■ **Exercise details**:
In the records below, reproduce word for word the lines from the one containing "occurrence of tiled" through the one containing "(0, 250), (90, 431)", including both of those lines, and nothing else.

Data lines
## START

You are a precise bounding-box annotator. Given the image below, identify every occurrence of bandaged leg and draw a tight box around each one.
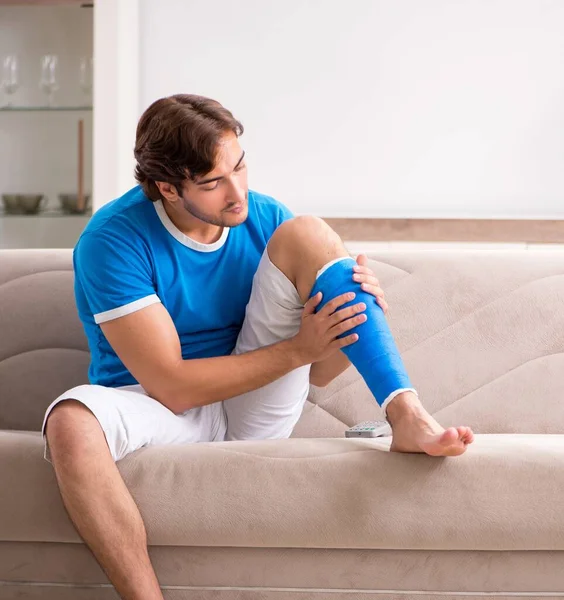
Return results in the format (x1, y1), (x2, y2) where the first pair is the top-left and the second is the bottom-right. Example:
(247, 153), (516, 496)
(311, 257), (417, 410)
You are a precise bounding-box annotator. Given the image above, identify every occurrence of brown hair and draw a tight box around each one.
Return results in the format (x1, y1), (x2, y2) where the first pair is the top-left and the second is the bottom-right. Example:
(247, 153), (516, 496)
(134, 94), (243, 202)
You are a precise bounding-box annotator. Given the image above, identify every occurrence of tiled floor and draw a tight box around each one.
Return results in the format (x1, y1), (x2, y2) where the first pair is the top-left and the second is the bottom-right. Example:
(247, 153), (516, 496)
(345, 241), (564, 254)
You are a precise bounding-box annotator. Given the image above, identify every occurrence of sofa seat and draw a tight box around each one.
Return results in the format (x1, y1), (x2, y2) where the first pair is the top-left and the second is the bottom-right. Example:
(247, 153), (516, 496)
(0, 431), (564, 551)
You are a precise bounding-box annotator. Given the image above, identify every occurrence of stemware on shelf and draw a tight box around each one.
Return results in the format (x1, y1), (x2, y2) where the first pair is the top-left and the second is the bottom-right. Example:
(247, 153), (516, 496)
(39, 54), (59, 107)
(80, 56), (94, 102)
(2, 54), (19, 106)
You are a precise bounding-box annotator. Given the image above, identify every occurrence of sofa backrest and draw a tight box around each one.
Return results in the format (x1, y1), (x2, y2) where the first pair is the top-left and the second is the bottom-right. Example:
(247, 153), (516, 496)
(0, 250), (564, 437)
(0, 250), (90, 431)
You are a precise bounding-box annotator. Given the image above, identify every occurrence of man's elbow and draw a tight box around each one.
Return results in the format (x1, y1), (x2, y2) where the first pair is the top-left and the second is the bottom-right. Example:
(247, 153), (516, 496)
(145, 383), (197, 415)
(309, 375), (333, 387)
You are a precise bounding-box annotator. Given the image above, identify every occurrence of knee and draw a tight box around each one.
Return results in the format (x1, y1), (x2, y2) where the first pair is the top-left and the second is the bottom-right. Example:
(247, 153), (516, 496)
(45, 399), (99, 449)
(268, 215), (344, 259)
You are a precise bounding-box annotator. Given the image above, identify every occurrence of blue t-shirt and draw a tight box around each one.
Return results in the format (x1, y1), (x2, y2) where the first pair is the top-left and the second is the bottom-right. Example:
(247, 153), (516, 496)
(73, 187), (292, 387)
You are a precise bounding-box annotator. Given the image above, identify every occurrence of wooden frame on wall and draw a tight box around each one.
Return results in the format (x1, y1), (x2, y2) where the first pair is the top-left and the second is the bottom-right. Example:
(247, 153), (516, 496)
(325, 218), (564, 244)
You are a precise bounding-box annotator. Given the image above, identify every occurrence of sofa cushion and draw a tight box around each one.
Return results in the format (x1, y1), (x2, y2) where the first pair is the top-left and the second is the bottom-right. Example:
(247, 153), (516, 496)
(0, 432), (564, 550)
(0, 250), (90, 430)
(0, 250), (564, 437)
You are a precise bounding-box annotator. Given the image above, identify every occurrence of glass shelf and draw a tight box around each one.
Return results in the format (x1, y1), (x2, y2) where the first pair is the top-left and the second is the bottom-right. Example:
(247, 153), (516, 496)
(0, 106), (92, 112)
(0, 209), (92, 219)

## END

■ **Response to the task**:
You are a precise bounding-box annotator. Given the image above, identify every occurrence of tiled floor and draw a tight box around each one.
Return results in the format (x1, y1), (x2, y2) where the first pair is the top-left and the second is the bottom-right. Example:
(247, 153), (516, 496)
(345, 241), (564, 254)
You are a precise bounding-box annotator. Given the image above, identify every occurrence of sofa seat and draw a tight box around each one.
Return results in the format (x1, y1), (x2, y2) where the first pair is the top-left and the second is the bottom-right. Example:
(247, 153), (516, 496)
(0, 431), (564, 551)
You are a precise bounding-box annotator. Given the image above, identify every occurrence of stemware on shelf and draw a tight box around each one.
Return results in the format (x1, y1), (x2, y2) where the first pair is the top-left and the second is the bottom-right. Example:
(247, 153), (516, 496)
(39, 54), (59, 107)
(80, 56), (94, 102)
(2, 54), (19, 106)
You are a precise bounding-box annotator. Given the image above, identify every occurrence of sofa backrest and draw a tight box around each one.
Return results in the format (x1, y1), (x2, y2) where the first pair is the top-left and the second is the bottom-right. Example:
(247, 153), (516, 496)
(0, 250), (564, 437)
(0, 250), (90, 431)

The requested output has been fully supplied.